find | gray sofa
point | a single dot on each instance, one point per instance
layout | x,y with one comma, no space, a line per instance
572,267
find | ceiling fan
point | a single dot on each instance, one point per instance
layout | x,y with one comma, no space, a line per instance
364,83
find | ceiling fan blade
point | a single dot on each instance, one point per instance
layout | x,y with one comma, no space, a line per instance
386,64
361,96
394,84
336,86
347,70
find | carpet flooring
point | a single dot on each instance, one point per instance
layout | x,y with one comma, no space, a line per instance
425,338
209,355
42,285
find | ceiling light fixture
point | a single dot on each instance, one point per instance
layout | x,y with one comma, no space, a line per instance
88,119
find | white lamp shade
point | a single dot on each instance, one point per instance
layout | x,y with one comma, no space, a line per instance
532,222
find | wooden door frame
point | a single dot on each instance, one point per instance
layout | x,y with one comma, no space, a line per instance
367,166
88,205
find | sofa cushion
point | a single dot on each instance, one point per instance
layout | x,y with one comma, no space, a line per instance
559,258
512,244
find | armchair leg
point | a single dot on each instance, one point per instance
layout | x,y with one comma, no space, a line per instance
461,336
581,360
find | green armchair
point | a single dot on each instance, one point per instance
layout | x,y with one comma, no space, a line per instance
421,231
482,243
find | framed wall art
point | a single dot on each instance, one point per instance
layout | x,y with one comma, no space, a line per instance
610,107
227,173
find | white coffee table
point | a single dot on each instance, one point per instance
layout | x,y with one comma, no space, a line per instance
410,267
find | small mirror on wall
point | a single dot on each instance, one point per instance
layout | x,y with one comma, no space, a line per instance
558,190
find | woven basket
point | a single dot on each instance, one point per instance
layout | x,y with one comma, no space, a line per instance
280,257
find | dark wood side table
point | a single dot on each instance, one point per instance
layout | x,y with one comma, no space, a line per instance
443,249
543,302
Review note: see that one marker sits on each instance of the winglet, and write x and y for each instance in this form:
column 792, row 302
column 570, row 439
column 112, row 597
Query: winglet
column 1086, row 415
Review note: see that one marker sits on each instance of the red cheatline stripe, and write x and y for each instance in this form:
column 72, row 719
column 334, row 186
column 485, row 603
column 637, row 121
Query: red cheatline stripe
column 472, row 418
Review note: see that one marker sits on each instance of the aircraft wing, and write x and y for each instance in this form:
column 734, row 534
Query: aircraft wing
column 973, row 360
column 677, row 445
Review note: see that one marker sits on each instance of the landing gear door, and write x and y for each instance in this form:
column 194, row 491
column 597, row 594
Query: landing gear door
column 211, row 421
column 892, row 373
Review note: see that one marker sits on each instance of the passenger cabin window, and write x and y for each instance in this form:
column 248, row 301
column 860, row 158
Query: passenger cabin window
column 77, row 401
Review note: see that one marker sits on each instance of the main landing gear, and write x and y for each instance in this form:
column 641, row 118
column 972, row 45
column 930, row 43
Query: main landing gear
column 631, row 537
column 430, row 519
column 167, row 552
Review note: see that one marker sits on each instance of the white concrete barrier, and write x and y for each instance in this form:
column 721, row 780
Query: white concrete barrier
◆ ◆ ◆ ◆ ◆ ◆ ◆
SHORT PROBLEM:
Convert every line of the entries above into a JSON list of strings, one string per line, omitting any blank lines.

THE SOLUTION:
[
  "find | gray sofa",
  "point | a single dot on each instance, one point per instance",
  "layout | x,y with one comma, no space, a line per instance",
  "572,267",
  "find | ceiling fan",
  "point | a single dot on each instance, one point per instance",
  "layout | x,y with one comma, no space, a line per instance",
  "364,83",
  "find | ceiling fan blade",
  "point | a single dot on each instance, one point per instance",
  "layout | x,y with one comma, no space, a line per instance",
  "386,64",
  "361,96",
  "394,84",
  "336,86",
  "347,70",
  "find | carpet flooring",
  "point | a single dot on each instance, one point per instance",
  "layout | x,y with one comma, no space, a line per instance",
  "425,338",
  "209,355",
  "42,285",
  "find | ceiling light fixture",
  "point | a single dot on each instance, one point per instance",
  "layout | x,y with one comma, no space, a line per instance",
  "88,119",
  "find | white lamp shade",
  "point | a single dot on each instance, one point per instance",
  "layout | x,y with one comma, no space, a line per instance",
  "532,222",
  "find | wooden door frame",
  "point | a single dot on each instance, one point per instance",
  "layout | x,y with one comma, no space, a line per instance",
  "367,166",
  "88,205",
  "find | sofa cushion",
  "point | a single dot on each instance, one point per instance",
  "layout | x,y with one comma, no space, a line per instance",
  "559,258",
  "512,244",
  "find | armchair leg",
  "point | a single dot on each instance, one point per instance",
  "layout | x,y with one comma, no space, a line per instance",
  "461,336",
  "581,360",
  "find | green armchair",
  "point | a single dot on each instance, one point per instance",
  "layout | x,y with one comma, no space, a line per instance",
  "421,231",
  "482,243",
  "find | framed wall art",
  "point | a single dot on each instance, one point per instance",
  "layout | x,y with one comma, no space, a line per instance",
  "610,107",
  "227,173",
  "find | white coffee table",
  "point | a single dot on each instance, one point per instance",
  "layout | x,y with one comma, no space, a line per instance",
  "410,267",
  "find | small mirror on wall",
  "point | a single dot on each instance, one point per instance",
  "layout | x,y with one comma, no space, a line per instance",
  "558,190",
  "find | woven basket",
  "point | a single dot on each instance, one point per instance",
  "layout | x,y with one comma, no space, a line per instance",
  "280,257",
  "find | dark wood side table",
  "point | a single dot on each instance, one point per instance",
  "layout | x,y with one comma, no space, a line per instance",
  "443,249",
  "543,302",
  "Review note: see that one marker sits on each instance of the winglet, and write x and y for each instance in this form:",
  "column 792, row 302",
  "column 570, row 439",
  "column 112, row 597",
  "Query: winglet",
  "column 1086, row 415",
  "Review note: see that one marker sits on each instance of the red cheatline stripe, and write x and y for each instance in this form:",
  "column 72, row 719",
  "column 334, row 186",
  "column 485, row 603",
  "column 637, row 121",
  "Query: red cheatline stripe",
  "column 472, row 418",
  "Review note: see that one marker sits on each instance of the aircraft wing, and write x and y for each instance in this form:",
  "column 734, row 534",
  "Query: aircraft wing",
  "column 973, row 360",
  "column 677, row 445",
  "Review note: see that one marker sits on each instance of the landing gear door, and write x and y for each instance in this form:",
  "column 194, row 491",
  "column 597, row 594",
  "Query: landing gear door",
  "column 211, row 421",
  "column 892, row 373",
  "Review note: see that one marker sits on each instance of the passenger cabin window, and write x and y for each instance in this form:",
  "column 248, row 301",
  "column 860, row 158",
  "Query: passenger cabin window",
  "column 77, row 401",
  "Review note: see that one marker sits on each instance of the main landing gear, and write x and y for each instance in this form:",
  "column 641, row 118",
  "column 972, row 45",
  "column 930, row 43",
  "Query: main landing gear",
  "column 631, row 537",
  "column 430, row 519",
  "column 167, row 552",
  "Review note: see that one marker sits on each instance of the white concrete barrier, and write x and y for each instance in this form:",
  "column 721, row 780",
  "Query: white concrete barrier"
]